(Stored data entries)
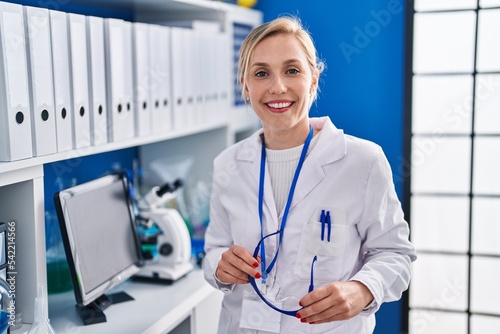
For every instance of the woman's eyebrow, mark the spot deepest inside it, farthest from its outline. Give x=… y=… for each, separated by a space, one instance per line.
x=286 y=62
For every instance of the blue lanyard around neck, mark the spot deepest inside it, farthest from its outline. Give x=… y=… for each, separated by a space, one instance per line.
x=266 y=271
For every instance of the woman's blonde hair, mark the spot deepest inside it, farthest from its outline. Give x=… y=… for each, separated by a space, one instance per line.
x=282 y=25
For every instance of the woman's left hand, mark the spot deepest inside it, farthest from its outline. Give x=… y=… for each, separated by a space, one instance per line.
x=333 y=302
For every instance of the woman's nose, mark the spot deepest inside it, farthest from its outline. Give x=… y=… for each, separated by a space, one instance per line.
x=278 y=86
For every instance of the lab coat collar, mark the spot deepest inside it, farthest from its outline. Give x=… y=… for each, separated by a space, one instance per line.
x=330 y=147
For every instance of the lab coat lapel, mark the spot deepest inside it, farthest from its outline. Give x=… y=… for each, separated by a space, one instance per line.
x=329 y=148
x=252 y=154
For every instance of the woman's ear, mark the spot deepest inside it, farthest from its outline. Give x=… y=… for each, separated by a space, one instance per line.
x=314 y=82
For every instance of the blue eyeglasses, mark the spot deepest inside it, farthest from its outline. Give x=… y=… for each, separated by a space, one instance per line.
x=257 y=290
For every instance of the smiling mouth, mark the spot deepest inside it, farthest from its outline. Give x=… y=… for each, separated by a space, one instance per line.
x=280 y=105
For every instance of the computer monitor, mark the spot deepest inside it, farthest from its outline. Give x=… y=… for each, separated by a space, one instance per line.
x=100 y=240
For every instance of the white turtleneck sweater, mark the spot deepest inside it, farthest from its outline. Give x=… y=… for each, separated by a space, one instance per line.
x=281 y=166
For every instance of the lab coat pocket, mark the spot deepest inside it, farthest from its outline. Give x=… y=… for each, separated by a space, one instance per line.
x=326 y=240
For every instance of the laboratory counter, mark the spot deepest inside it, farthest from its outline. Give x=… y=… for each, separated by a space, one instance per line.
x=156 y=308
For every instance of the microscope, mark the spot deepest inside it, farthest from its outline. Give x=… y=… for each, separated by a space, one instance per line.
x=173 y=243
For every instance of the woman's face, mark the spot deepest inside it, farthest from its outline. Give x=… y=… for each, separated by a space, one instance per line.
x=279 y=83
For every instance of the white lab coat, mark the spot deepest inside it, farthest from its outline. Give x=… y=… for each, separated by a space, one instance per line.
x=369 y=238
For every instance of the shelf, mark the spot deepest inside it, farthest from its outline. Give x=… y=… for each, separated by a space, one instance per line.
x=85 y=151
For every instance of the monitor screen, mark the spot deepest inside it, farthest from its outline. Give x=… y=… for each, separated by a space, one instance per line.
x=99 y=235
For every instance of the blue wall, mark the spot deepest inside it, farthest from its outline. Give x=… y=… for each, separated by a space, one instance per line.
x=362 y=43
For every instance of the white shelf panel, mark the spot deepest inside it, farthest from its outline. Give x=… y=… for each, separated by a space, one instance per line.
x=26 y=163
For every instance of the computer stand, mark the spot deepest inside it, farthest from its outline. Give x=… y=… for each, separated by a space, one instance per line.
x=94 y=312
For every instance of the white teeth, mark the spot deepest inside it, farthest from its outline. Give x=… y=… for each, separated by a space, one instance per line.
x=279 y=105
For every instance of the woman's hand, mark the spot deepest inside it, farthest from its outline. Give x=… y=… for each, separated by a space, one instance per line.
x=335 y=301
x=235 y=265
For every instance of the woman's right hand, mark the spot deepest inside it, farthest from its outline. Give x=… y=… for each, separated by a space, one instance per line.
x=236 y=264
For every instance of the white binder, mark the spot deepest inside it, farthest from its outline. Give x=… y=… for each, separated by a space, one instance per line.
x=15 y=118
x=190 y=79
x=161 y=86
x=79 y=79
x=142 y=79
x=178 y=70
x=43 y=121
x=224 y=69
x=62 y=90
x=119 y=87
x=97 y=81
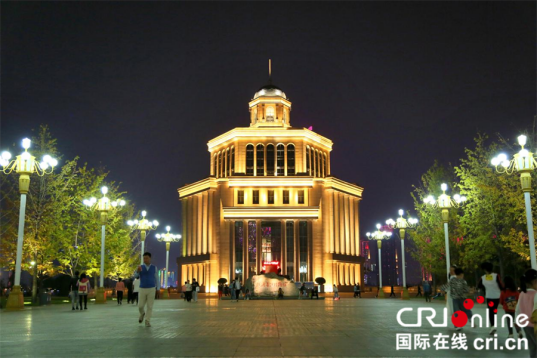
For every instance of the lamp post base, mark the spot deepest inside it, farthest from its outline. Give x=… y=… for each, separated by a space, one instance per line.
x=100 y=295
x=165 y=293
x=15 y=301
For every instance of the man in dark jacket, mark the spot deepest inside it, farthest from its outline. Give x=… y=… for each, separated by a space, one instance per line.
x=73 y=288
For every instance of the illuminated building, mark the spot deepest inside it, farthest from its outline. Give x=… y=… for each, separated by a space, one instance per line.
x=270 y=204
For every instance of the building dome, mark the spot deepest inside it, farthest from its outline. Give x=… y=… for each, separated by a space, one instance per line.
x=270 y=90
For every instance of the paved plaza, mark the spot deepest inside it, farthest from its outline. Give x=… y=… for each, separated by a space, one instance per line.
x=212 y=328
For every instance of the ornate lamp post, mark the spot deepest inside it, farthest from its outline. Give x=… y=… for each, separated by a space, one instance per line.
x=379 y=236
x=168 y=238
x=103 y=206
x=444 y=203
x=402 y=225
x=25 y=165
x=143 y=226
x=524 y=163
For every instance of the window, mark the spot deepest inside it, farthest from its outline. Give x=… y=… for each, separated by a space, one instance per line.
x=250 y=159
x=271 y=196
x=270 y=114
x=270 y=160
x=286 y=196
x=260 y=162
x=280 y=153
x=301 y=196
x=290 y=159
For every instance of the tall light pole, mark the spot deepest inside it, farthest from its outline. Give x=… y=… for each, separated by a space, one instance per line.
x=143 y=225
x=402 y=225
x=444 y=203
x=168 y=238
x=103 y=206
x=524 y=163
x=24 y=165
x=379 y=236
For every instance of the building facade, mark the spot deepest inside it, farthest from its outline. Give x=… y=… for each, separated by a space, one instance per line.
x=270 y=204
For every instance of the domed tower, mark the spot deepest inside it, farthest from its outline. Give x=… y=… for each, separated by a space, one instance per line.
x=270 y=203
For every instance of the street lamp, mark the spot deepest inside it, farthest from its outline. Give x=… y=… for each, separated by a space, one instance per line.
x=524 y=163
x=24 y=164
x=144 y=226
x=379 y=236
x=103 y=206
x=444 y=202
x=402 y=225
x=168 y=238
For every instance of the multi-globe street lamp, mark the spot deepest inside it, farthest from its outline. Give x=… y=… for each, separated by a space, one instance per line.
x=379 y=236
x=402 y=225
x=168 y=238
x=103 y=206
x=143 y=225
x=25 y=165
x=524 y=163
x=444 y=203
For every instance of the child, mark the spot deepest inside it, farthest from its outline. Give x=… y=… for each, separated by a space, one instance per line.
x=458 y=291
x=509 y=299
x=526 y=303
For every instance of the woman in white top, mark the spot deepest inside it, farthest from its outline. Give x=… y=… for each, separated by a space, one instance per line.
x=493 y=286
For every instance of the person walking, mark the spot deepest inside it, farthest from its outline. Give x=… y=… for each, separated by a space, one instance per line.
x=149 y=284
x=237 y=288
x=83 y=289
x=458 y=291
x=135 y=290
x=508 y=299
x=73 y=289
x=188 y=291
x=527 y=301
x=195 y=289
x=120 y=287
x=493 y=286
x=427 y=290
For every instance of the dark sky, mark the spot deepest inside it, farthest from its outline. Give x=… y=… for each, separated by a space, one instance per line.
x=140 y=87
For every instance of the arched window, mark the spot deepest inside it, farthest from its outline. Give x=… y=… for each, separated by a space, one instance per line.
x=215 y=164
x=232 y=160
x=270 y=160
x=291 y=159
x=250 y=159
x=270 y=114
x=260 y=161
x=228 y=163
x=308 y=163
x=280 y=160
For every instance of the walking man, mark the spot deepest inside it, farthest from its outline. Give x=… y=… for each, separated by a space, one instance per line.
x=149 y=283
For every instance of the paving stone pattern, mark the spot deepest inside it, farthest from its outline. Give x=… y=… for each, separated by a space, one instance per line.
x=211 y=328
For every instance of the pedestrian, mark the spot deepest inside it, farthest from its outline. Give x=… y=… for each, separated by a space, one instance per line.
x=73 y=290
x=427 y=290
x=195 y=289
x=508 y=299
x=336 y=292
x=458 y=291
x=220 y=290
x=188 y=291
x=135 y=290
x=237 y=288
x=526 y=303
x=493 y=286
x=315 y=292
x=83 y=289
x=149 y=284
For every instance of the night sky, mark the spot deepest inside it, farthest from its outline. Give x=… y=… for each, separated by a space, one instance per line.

## WHAT THE EXERCISE ASKS
Exactly the lines from the one that holds "For every instance of the arched" through the final line of the records above should be written out, and only those.

## ANSWER SECTION
For every instance of the arched window, mark the spot deepest inside it, farthest from its outline. Give x=… y=… for each, separated by a space, one instance per line.
x=215 y=164
x=232 y=160
x=270 y=160
x=291 y=159
x=250 y=159
x=270 y=114
x=260 y=161
x=228 y=163
x=308 y=163
x=280 y=160
For every instance of the walking man, mark the spot deepest inside it, farthest from its outline. Give x=… y=… for each, separated by a space, one instance per line.
x=149 y=283
For every instance of the paving stone pattern, mark the spot deepest inside it, farthest from its outline. Give x=… y=… for each, separated by a space, one instance per line.
x=211 y=328
For every instance of the pedestrian, mark the spot deepest inside it, farthest from its outline. Give x=… y=… for each, separated by a space, one instance per line.
x=73 y=290
x=427 y=290
x=195 y=289
x=508 y=299
x=336 y=292
x=458 y=291
x=220 y=290
x=188 y=291
x=135 y=290
x=237 y=288
x=526 y=303
x=493 y=286
x=315 y=292
x=83 y=289
x=149 y=284
For every instance of the night sky, mark the spot deepest inside it, farthest from its outline. Give x=… y=… for each, separated by a space, one instance per line.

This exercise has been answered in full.